(Point localization data)
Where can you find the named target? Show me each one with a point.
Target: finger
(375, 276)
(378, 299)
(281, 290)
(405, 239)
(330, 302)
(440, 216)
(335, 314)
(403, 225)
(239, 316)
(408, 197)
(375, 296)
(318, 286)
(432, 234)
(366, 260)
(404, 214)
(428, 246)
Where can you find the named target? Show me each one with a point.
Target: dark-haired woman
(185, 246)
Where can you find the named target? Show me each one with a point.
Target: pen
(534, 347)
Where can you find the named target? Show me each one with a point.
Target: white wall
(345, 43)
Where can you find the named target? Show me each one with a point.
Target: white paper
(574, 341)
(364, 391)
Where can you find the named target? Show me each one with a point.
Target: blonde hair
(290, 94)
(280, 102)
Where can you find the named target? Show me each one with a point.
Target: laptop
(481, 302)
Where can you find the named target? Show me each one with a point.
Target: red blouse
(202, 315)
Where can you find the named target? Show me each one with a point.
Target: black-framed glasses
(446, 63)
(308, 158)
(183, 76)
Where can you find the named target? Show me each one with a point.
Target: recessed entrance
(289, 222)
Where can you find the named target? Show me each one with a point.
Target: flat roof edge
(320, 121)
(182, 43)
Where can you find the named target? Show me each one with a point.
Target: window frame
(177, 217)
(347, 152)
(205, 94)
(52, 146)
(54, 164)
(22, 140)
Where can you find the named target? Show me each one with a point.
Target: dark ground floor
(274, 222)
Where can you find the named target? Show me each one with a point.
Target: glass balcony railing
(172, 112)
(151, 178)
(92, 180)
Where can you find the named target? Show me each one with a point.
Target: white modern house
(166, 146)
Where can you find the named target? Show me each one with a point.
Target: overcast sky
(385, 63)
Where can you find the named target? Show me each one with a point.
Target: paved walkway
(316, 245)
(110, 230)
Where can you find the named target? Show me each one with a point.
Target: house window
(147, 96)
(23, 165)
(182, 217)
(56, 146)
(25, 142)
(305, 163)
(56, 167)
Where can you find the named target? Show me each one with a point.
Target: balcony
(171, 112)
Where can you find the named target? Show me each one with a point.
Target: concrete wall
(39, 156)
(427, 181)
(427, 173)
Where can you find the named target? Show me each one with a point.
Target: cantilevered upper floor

Prompt: Each entry is to be retyped exactly as it appears.

Response for this exercise:
Where can you find the named target? Show me each one with a point.
Target: finger
(375, 276)
(378, 299)
(281, 290)
(405, 239)
(330, 302)
(440, 216)
(335, 314)
(403, 225)
(239, 316)
(408, 197)
(375, 296)
(318, 286)
(432, 234)
(366, 260)
(404, 214)
(428, 246)
Where can you find the named target? Show me each one with a point.
Target: dark-haired woman
(185, 246)
Where can you find the named target? Show me each one with a point.
Target: pen
(534, 347)
Where can you find the named target? Show me each one with a point.
Target: white wall
(345, 43)
Where can you find the named target? Show me each one with a point.
Target: white paper
(574, 341)
(364, 391)
Where can you find the named target? Show me each one with a point.
Target: blonde hair
(290, 94)
(280, 102)
Where can you find the named target? Show me each one with a point.
Target: laptop
(481, 302)
Where can you find the named target? Show me each one with a point.
Target: red blouse
(202, 315)
Where can you find the named target? Show me each one with a point.
Target: black-framed glasses
(446, 63)
(308, 158)
(183, 76)
Where can you find the named target? Show me each one with a point.
Target: recessed entrance
(289, 222)
Where can you find the named target? Show me each one with a point.
Target: flat roof edge
(320, 121)
(182, 43)
Where can you find the named target? Show me each one with a point.
Target: window frame
(177, 217)
(347, 152)
(205, 94)
(52, 146)
(54, 164)
(22, 140)
Where can you find the named target? Show me each one with a point.
Target: dark ground floor
(274, 222)
Where can you find the named target? Show me each one with a point.
Target: glass balcony railing
(172, 112)
(151, 178)
(92, 180)
Where can you find the named target? Show me each one with a point.
Target: white modern house
(166, 146)
Where can you find the named target? Show me each one with a point.
Target: overcast sky
(385, 63)
Where can you find the named target? Show me each one with a point.
Target: paved walkway
(316, 245)
(110, 230)
Where can you find the named target? Show me each one with a point.
Target: house window
(147, 96)
(23, 165)
(182, 217)
(56, 146)
(25, 142)
(305, 163)
(56, 167)
Where can you find the named target? Show me each one with a point.
Target: balcony
(171, 112)
Where can you find the named target? Show me each one with a point.
Target: concrete wall
(39, 156)
(427, 181)
(427, 173)
Where can you find the named target? Show me each one with a point.
Target: cantilevered upper floor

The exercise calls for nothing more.